4 JULY 1981, Page 15

In the City

The changing scene

Tony Rudd

Once upon a time there was a chemist's shop in Threadneedle Street more or less opposite the entrance to the Stock Exchange which was more like an apothecary's shop than a branch of Boots. It was run by a man who could have been Jeeves's younger brother, so urbane and like a gentleman's gentleman was his manner. When the gentlemen of the market had on the previous evening had too much champagne or vintage port or whatever, they would repair to this chemist for the necessary restorative. He would judge his client's state, by their colour, the bloodshot look in their eye and their general mien. Assessing the damage, he would deftly make up the required potion in a very long glass which he then filled with half a tumbler of warm water. The mixture invariably rose in the glass like a miniature Vesuvius, spitting and bubbling up the sides, in an effervescence which exceeded anything even claimed by Andrew's Liver Salts. It was at this point of course that the medicine had to be taken, in a full draught, no gulping, right down in one go, foam and bubbles and all. At that point the patient invariably did a Bob Hope double-take, pausing for a second or so as though pole-axed, then if young just grasping the counter in front, if older sinking into a conveniently placed chair; a few moments later, the victim would walk slightly unsteadily but filled with bubbles back to the market. This first aid dressing station for the drinker is of course no longer in existence. Nor indeed is Birch's, which used to be about 25 yards down the street on the corner of Copthall Court. With one of the prettiest Regency shop fronts and bars in London, it dispensed hot sausages and other excellent items with drink that varied from draught beer to vintage champagne for over 200 on the spot. All gone now.

But all traditions in the City have not changed. One of those which appears to be absolutely unbroken, judging by the current enormous rights issue by British Petroleum, is the way that huge amounts of capital can be raised in almost any circumstances by top-class blue chip companies. It s the way that the underwriting market itself operates which makes this possible. The mechanism doesn't seem to have altered at all since the apothecary was making up his potions. There was a story about the most famous underwriter, the senior partner of his prestigious firm, that may have been apocryphal but is probably true. In the middle Fifties, arranging some massive underwriting, this legendary figure with his huge bushi eyebrows put his head around the door of an investment manager's office and said, 'Smith, I've put you down for £1 million'. Pause. Smith half-rises from his chair and says deferentially, 'Thank you very much, sir'. A further pause. A nod, and the distinguished head and its bushy eyebrows disappeared from view and the door was shut. Smith leans across to his assistant and says, 'Ring up their office, Jones, and find out what he has given us a million pounds of and when we are on risk'. In other words, such was the old boy's power that he could have underwritten the sale of Buckingham Palace Gardens or the purchase of Tower Bridge. Nobody would have wanted to complain, because to have done so would have been to drop off the best and most important underwriting list in the square mile.

- [DATA FOR ANALYSIS]
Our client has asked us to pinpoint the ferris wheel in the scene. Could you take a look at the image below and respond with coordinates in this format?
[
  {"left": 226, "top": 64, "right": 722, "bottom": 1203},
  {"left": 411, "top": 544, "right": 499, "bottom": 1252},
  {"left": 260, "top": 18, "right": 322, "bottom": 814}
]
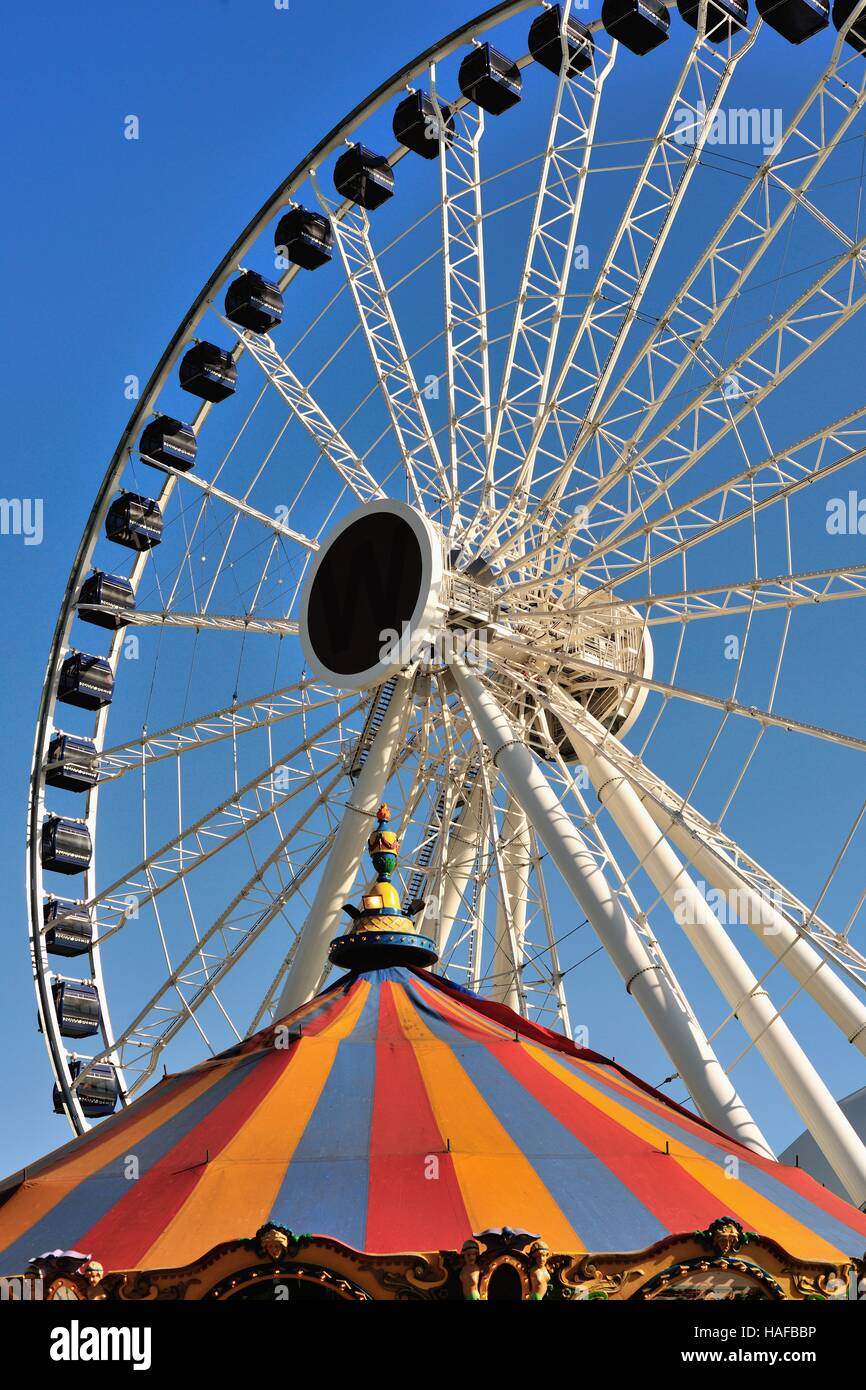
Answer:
[{"left": 26, "top": 0, "right": 866, "bottom": 1204}]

- [TASKS TO COMPLETE]
a) In the City column, on which corner did Birch's stand?
b) Translate this sentence from the City column into French: "This first aid dressing station for the drinker is of course no longer in existence."
c) Carry on the City column from its final sentence.

- [SOLVED TASKS]
a) On the corner of Copthall Court.

b) Ce poste de secours pour le buveur n'existe bien sûr plus.

c)
And so it operates today. Raising over £600 million for BP at a time when practically every City analyst knows that the outlook for the oil industry is pretty dull at best and profitless stagnation at worst, could seem to be a remarkable feat of bad timing. Only a year ago every investor took the view (apparently) that the bestperforming sector of the market and of his portfolio was the oil industry and the market just couldn't have enough new paper. Now all that interest and glamour has gone, BP shares have slipped from being the most highly regarded to, in many cases, the least regarded, so far as the prospect of making money is concerned for the next year. And yet the issue has been quietly and professionally underwritten by three excellent broking firms and the whole think has been got away quietly and efficient ly. Another example of the City's ability to raise capital and another refutation of the left-wing view that industry starves becauge of the City's lack of ability to put up money.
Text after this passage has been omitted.